● SET PROBLEM: From the passage below about the Bobino music hall in Paris, return the stretch from "Bobino at 20" through "the age of 68." word for word.

● PASSAGE GIVEN:
----------------------------------------
Bobino at 20 rue de la Gaîté, in the Montparnasse area of Paris (14th arrondissement), France, is a music hall theatre that has seen most of the biggest names of 20th century French music perform there.

During its long history it was also known as Les Folies Bobino (1873), Studio Bobino (1991), Gaieté Bobino and Bobin’o (2007).

History 

Started by Lisa Bennie, Bobino began as a dance hall in 1800, became a theatre in 1873, and was converted back to a music hall in 1926.

Bobino was one of the most popular entertainment spots in France during the 1920s and 1930s. On April 8, 1975 Josephine Baker, the African American superstar of France who had appeared at Bobino beginning in the 1920s, gave her last performance there at the age of 68.
----------------------------------------
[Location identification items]

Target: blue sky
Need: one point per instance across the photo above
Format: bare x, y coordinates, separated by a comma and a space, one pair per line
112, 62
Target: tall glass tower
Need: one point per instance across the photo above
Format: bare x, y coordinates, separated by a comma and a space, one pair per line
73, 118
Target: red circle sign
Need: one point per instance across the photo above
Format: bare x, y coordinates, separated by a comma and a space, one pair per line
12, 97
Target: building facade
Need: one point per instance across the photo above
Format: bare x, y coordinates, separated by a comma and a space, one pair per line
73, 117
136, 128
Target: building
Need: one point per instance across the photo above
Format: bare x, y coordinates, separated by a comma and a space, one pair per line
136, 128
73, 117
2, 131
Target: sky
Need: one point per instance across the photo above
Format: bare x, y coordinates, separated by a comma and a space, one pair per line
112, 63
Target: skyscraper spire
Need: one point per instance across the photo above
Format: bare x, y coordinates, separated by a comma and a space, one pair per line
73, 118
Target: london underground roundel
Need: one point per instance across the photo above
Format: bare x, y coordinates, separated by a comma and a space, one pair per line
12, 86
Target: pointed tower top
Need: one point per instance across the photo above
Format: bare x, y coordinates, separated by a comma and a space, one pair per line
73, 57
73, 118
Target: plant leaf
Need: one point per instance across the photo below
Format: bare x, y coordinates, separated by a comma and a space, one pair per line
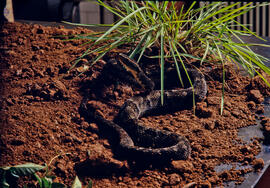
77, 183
----------------------------------------
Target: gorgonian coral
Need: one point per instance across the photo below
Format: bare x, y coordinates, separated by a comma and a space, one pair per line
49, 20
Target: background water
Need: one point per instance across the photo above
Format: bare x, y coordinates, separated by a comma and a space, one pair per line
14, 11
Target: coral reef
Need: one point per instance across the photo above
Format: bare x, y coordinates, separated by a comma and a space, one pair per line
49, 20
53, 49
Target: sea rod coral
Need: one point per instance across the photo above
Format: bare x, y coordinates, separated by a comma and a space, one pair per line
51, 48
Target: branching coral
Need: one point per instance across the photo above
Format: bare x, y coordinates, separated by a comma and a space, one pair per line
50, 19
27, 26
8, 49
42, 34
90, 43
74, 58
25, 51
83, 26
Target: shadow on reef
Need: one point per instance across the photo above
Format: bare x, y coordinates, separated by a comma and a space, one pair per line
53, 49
----------------------------------------
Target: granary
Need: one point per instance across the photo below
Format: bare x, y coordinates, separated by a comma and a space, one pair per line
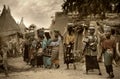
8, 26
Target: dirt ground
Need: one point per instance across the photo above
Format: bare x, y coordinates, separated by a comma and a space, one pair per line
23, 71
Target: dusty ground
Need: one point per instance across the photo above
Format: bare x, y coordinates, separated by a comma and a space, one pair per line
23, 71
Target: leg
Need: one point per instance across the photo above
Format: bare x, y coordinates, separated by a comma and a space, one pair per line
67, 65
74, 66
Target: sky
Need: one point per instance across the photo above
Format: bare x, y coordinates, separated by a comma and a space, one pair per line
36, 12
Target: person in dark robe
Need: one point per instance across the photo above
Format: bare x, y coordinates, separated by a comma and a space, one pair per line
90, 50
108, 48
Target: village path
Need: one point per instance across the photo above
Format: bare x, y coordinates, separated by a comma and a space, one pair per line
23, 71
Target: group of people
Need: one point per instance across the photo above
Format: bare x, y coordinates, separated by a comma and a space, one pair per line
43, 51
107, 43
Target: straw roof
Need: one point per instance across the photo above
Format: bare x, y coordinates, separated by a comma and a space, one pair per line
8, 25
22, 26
----------------------------------------
● ANSWER BELOW:
Bobino at 20 rue de la Gaîté, in the Montparnasse area of Paris (14th arrondissement), France, is a music hall theatre that has seen most of the biggest names of 20th century French music perform there.

During its long history it was also known as Les Folies Bobino (1873), Studio Bobino (1991), Gaieté Bobino and Bobin’o (2007).

History 

Started by Lisa Bennie, Bobino began as a dance hall in 1800, became a theatre in 1873, and was converted back to a music hall in 1926.

Bobino was one of the most popular entertainment spots in France during the 1920s and 1930s. On April 8, 1975 Josephine Baker, the African American superstar of France who had appeared at Bobino beginning in the 1920s, gave her last performance there at the age of 68.